▸ **ZU PRÜFENDER TEXT**:
###
Was ist eigentlich ein gutes Leben?

Und das komfortable Zimmer im Erdgeschoss des Medizinischen Versorgungszentrums Pinel ist, trotz der entspannten Atmosphäre, ihr Arbeitsplatz. Seit 23 Jahren hilft Bülau Menschen mit psychischen Problemen. Als langjährige Psychiaterin bereut sie ihre Berufswahl keine Sekunde, obgleich dieser Weg zunächst nicht geplant war. Dass sie Medizin studiert, war für Bülau selbstverständlich, die psychiatrische Richtung jedoch „war echt ein Zufall“. Der Blick ihrer klarblauen Augen wirkt beruhigend und wissend. Nach ihrem Medizinstudium arbeitete Bülau zunächst im Labor der Universitätsklinik in München, doch das war „nicht nah genug am Menschen“, erklärt die Psychiaterin. Aus diesem Grund fing sie in der Erwachsenenpsychiatrie in München an. Da es der heutigen Therapeutin dort gefiel, blieb sie in dem Gebiet. „Ich bin bis heute froh darüber“, resümiert sie, während sich Dobro wie zur Bestätigung auf seinem Schlafplatz zufrieden zusammenrollt. „Was ist normal, was ist eigentlich ein gutes Leben?“, beschreibt sie ihre Kernfragen mit großen Gesten. „Es gibt viele verschiedene Richtungen der Psychiatrie.“ Da sei einerseits die strenge Psychiatrie und andererseits die soziale Psychiatrie, die das Fachgebiet von Bülau ist. „Man behandelt nicht, man verhandelt.“

„Es gibt kein Richtig oder Falsch“

Vor allem in der Sozialpsychiatrie habe man ein offenes Menschenbild und dadurch den Blick auf das Leben und die eigene Entwicklung. Die Haltung in der Gesellschaft scheint ihr dabei im Laufe der Jahre offener geworden zu sein. Auch durch Prominente, die sich vermehrt zu psychischen Erkrankungen bekennen, scheine das Thema weniger stigmatisiert zu werden. „Man muss wahnsinnig offen sein.“ Doch das lerne man, gibt Bülau zuversichtlich zu verstehen. „Es gibt kein Richtig oder Falsch.“ Das ist auch eine große Lehre fürs Leben. Außerdem muss der Mittelweg zwischen der Nähe und Distanz gefunden werden. Natürlich sollten dem Patienten Verständnis und Gefühl entgegengebracht werden, doch zugleich dürfen die Gefühle nicht die Oberhand gewinnen. Denn ein kühler Kopf ist neben medizinischem Können und ausgeprägter Menschenkenntnis essenziell. Nach langjähriger Berufserfahrung fällt die Trennung zwischen der Arbeit und der Freizeit nicht schwer, „ansonsten könnte man es in der Menge nicht schaffen“. Dennoch bleiben einige Geschichten in Erinnerung, gibt sie kopfnickend zu. Nachdenklich blickt sie durch das Fenster, eine ihrer Patientinnen sei ihr besonders im Gedächtnis geblieben: Sie war kerngesund, doch durch den Tod der eigenen Tochter traumatisiert. Diese verstarb an den Folgen ihrer Grunderkrankungen während eines Familienurlaubs. Die wiederholte Beschreibung des Todeszeitpunkts mit all ihren Details und Gefühlen der Patientin ging unter die Haut. Vor allem, wenn es um Kinder geht, ist die professionelle Distanz besonders schwer.
###
▸ **AUSGANGSDATEN**:
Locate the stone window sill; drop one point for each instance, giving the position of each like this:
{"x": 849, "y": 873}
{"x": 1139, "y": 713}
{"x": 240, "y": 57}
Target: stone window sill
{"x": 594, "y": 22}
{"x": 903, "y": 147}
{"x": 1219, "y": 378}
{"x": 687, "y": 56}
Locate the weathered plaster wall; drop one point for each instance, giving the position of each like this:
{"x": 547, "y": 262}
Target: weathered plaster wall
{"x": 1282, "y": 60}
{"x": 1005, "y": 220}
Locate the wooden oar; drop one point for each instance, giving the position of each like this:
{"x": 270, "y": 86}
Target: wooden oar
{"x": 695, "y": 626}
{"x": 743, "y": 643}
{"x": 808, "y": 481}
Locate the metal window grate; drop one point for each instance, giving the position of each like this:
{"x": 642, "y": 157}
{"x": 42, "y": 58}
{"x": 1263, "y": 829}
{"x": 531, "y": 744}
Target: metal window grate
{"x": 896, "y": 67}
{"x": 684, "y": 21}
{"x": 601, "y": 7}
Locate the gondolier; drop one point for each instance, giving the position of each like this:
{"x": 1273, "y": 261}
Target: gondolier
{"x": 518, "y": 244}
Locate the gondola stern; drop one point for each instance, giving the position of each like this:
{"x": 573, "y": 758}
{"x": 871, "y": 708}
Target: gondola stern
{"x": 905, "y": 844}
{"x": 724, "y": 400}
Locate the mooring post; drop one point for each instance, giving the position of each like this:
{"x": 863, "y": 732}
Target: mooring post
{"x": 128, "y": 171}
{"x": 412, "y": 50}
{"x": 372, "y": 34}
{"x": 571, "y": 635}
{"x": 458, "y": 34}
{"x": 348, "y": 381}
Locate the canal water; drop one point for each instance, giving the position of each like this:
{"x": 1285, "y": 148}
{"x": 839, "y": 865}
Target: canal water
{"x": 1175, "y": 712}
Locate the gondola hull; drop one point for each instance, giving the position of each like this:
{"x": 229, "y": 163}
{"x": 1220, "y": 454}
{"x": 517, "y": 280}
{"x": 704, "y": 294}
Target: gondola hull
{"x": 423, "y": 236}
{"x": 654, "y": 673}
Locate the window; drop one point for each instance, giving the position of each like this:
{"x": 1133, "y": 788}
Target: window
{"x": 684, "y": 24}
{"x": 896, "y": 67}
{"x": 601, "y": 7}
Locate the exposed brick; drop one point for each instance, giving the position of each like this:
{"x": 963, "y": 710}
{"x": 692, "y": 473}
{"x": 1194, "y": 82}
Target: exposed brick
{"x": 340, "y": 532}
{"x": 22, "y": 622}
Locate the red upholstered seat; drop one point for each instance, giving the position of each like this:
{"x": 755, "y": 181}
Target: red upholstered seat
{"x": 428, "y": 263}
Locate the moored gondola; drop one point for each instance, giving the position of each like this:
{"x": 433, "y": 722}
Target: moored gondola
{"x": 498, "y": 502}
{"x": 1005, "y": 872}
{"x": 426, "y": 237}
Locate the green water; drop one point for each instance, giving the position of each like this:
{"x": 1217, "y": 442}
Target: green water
###
▸ **ZU BEARBEITEN**:
• 1. Wo arbeitete Bülau laut dem Text über die Psychiaterin Bülau unmittelbar nach ihrem Medizinstudium?
• 2. Führe den Text über die Psychiaterin Bülau im Anschluss an seinen letzten Satz fort.

▸ **ERGEBNISSE JE AUFGABE**:
• 1. Im Labor der Universitätsklinik in München.

• 2.
Nahezu jeder freut sich über ihn

Als Psychiaterin erlebt Sonja Bülau eine große Bandbreite an psychischen Erkrankungen. Dabei ist etwa ein Drittel ihrer Patienten in einer schwierigen Lage, doch psychisch gesund. „Diese Menschen haben keine originär schwere psychische Erkrankung“, sagt sie. Der restliche Teil dagegen hat eine nachgewiesene schwierige Krankheit. Dazu gehören einmalige oder chronische Erkrankungen, aber auch frühkindliche Entwicklungsstörungen. Sie bleibt optimistisch und betont: „Jeder kann es schaffen.“ Manchmal dauere es nur Monate, manchmal mehrere Jahre. In dem Moment, als sie das sagt, flattert ein Schmetterling auf die bunten Blüten vor dem Praxisfenster.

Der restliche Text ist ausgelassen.